Article >>
Workflow execution control:

By default, workflow run all specified task, and subtask with sync actions sequentially. All async action are executed independently, task completes when all actions execution is completed.

Each action can control its execution with

Action level criteria control

Each action has the following fields supports conditional expression to control workflow execution

  1. When: criteria to check if an action is eligible to run
  2. Skip: criteria to check if the whole group of actions by TagID can be skipped, continuing execution to next group
  3. Repeater control
    type Repeater struct {
    	Extracts     Extracts //textual regexp based data extraction
    	Variables    Variables       //structure data based data extraction
    	Repeat       int             //how many time send this request
    	SleepTimeMs  int             //Sleep time after request send, this only makes sense with repeat option
    	Exit string          //Repeat exit criteria, it uses extracted variable to determine repeat termination 
    }

Workflow goto task action Workflow goto action terminates current task actions execution to start specified current workflow task.`

Workflow switch action Workflow switch action enables to branch execution based on specified context.state key value. Note that switch does not terminate next actions within current task.

Error handling If there is an error during workflow execution, it fails immediately unless OnErrorTask is defined to catch and handle an error. In addition, error key is placed into the config with the following content:

type WorkflowError struct {
	Error        string
	WorkflowName string
	TaskName     string
	Activity     *WorkflowServiceActivity
}

Finally Workflow also offers DeferTask to execute as the last workflow step in case there is an error or not, for instance, to clean up a resource.

Workflow Lifecycle

  1. New context with a new state map is created after inheriting values from a caller. (Caller will not see any state changes from downstream workflow)
  2. data key is published to the context state with defined workflow.data. Workflow data field would stores complex nested data structure like a setup data.
  3. params key is published to state map with the caller parameters
  4. Workflow initialization stage executes, applying variables defined in Workflow.Pre (input: workflow state, output: workflow state)
  5. Tasks Execution
    1. Task eligibility determination:

      1. If specified tasks are '*' or empty, all task defined in the workflow will run sequentially, otherwise only specified
      2. Evaluate When if specified
    2. Task initialization stage executes, applying variables defined in Task.Pre (input: workflow state, output: workflow state)

    3. Executes all eligible actions:

      1. Action eligibility determination:
        1. Evaluate When if specified, or Skip for all the actions within the same neatly TagID (tag + Group + Index + Subpath)

Supplied information >>
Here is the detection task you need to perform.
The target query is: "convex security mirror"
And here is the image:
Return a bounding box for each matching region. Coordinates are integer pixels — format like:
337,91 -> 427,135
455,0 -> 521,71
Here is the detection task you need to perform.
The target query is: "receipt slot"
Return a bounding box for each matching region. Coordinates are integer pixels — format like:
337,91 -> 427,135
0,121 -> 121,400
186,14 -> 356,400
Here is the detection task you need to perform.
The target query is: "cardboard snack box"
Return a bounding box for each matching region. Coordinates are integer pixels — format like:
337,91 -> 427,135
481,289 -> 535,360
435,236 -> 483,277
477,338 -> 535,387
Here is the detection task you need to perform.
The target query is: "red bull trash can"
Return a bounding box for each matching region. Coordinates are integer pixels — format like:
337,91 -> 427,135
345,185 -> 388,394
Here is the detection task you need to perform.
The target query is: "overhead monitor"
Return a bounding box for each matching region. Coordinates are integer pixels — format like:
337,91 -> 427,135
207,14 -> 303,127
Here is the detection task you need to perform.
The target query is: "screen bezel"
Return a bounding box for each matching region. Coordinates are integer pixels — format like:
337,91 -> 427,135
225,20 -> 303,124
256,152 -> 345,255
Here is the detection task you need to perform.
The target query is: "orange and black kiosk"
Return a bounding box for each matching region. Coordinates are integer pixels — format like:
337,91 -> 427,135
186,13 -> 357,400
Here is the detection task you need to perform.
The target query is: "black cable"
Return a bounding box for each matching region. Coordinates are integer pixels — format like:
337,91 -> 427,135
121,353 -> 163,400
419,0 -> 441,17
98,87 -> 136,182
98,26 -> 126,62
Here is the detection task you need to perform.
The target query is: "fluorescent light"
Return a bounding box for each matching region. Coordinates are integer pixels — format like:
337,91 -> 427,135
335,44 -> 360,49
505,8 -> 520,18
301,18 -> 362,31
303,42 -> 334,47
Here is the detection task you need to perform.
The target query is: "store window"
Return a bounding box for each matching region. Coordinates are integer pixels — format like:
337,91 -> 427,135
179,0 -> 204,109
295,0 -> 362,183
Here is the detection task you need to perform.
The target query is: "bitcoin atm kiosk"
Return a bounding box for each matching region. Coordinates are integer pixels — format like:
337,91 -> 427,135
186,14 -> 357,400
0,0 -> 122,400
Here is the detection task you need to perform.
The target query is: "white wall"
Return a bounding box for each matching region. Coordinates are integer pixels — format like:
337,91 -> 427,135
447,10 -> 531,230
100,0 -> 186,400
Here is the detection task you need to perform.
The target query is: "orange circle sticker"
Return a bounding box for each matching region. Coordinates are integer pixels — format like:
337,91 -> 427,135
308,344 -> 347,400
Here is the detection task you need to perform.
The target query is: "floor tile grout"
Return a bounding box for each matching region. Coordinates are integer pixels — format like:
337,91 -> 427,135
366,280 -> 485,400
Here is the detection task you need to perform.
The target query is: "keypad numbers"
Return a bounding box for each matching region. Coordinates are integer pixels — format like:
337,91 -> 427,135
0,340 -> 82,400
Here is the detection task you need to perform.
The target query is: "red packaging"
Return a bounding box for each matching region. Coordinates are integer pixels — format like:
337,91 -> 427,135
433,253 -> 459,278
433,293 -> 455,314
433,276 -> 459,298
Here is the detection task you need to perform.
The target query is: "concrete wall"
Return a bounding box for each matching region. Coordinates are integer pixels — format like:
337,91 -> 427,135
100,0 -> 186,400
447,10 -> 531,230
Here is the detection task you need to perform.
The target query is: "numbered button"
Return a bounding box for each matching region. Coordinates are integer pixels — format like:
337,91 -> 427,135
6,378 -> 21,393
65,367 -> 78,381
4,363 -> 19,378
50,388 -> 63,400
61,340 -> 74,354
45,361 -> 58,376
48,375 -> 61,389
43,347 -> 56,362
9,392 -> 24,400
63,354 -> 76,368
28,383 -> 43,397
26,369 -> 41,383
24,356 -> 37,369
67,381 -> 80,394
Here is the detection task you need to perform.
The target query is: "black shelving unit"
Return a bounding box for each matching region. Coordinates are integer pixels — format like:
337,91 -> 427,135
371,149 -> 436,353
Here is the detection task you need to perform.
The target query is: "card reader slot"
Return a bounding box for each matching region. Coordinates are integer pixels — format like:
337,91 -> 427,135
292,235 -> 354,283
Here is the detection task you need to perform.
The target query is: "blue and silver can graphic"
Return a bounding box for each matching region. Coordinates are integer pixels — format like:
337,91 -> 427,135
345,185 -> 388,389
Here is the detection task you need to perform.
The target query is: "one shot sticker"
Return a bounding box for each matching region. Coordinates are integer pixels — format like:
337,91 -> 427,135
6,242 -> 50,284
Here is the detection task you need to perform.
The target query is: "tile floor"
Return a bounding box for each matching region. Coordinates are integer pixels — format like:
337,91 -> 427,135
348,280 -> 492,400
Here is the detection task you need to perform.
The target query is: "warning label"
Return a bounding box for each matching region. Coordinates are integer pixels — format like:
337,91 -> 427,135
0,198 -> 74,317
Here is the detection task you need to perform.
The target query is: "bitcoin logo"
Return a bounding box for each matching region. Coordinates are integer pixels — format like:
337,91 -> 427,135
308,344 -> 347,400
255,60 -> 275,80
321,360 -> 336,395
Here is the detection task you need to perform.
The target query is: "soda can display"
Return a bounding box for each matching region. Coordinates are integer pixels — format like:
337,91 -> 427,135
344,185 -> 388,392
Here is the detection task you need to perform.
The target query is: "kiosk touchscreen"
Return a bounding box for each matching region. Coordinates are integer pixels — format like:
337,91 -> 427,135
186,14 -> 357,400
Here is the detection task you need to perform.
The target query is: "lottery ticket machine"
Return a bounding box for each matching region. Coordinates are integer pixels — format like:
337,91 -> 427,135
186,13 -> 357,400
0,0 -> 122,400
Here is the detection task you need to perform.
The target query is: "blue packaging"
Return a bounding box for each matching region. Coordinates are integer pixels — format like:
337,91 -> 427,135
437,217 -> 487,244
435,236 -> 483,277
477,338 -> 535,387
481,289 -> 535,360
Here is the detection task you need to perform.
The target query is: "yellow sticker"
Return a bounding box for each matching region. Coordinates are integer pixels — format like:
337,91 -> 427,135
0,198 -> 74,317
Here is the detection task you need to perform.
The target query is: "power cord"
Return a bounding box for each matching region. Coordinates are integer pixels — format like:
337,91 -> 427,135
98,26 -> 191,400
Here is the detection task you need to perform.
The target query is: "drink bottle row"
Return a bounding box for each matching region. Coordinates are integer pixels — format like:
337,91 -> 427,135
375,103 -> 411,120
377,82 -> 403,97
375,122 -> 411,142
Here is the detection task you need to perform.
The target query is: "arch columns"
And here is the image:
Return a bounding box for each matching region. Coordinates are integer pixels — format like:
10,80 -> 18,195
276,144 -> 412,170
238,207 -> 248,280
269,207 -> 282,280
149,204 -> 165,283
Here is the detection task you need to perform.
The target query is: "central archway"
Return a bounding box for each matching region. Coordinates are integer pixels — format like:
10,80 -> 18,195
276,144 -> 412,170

What you will do >>
According to the workflow execution text, what happens when an error occurs during a workflow run and no OnErrorTask is defined?

Solution for this problem >>
The workflow fails immediately.